Que le candidat écologiste - qui n’a recueilli que 4,63% des voix au premier tour de l’élection présidentielle – conteste la légitimité de celui qui en obtenu 27,85% et a été élu à 58% au second laisse songeur. Inconséquence ou irresponsabilité ?

Ce ne serait pas très important s’il était seul sur cette position mais le problème est que cette petite musique sur l’illégitimité du Président de la République est une partition largement jouée par une partie de la gauche, en particulier à LFI. Plusieurs leaders Insoumis martèlent cette thèse sur les plateaux de télévision, ajoutant que la légitimité du Président est d’autant plus contestable qu’il n’a obtenu qu’une majorité relative à l’Assemblée nationale.

Il suffit de voir les compromis et parfois les contorsions auxquels le gouvernement doit se livrer pour obtenir le vote des projets de lois qu’il soumet au Parlement pour confirmer que cette situation – inédite sous la Ve République – est compliquée. Mais cela remet-il en cause la légitimité du gouvernement et plus encore celle du Président de la République ?

Enregistrements à cadres de délimitation:
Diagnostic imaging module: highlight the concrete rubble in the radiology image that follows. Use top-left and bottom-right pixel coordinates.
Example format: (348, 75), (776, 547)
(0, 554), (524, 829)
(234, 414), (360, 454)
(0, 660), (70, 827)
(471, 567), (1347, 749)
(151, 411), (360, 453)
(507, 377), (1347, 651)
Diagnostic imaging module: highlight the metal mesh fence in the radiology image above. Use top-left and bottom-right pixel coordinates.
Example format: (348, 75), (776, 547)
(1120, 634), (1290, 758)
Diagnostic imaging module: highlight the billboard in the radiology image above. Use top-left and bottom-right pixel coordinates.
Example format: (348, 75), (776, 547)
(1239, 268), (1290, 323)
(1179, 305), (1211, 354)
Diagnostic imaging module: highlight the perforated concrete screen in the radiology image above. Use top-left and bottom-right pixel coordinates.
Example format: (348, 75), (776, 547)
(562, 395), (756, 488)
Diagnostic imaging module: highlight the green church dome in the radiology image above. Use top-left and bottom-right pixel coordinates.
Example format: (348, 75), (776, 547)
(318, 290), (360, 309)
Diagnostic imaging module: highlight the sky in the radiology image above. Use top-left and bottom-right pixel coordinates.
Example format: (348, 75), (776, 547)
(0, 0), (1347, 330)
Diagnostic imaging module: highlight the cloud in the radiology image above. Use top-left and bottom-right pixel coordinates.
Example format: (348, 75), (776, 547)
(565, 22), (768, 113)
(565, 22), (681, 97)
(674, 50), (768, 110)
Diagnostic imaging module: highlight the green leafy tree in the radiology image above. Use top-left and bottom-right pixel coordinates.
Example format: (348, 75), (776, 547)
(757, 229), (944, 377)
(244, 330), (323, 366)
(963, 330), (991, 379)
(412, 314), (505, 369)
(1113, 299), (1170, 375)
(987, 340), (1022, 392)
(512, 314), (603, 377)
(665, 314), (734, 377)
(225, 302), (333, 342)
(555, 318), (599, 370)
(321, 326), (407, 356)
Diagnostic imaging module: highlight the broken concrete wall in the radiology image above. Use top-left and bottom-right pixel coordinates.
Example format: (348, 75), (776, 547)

*Consigne 1*.
Remplacez "Inconséquence" par "Légèreté" dans le passage du texte sur la légitimité présidentielle qui va de "Que le candidat" jusqu'à "Inconséquence ou irresponsabilité ?" inclus, puis donnez ce passage ainsi modifié.
*Consigne 2*.
Reproduisez à l'identique les lignes des enregistrements, de la ligne contenant "Diagnostic imaging module: highlight the cloud" jusqu'à la ligne contenant "(674, 50), (768, 110)" incluse.

*Réponse 1*.
Que le candidat écologiste - qui n’a recueilli que 4,63% des voix au premier tour de l’élection présidentielle – conteste la légitimité de celui qui en obtenu 27,85% et a été élu à 58% au second laisse songeur. Légèreté ou irresponsabilité ?

*Réponse 2*.
Diagnostic imaging module: highlight the cloud in the radiology image above. Use top-left and bottom-right pixel coordinates.
Example format: (348, 75), (776, 547)
(565, 22), (768, 113)
(565, 22), (681, 97)
(674, 50), (768, 110)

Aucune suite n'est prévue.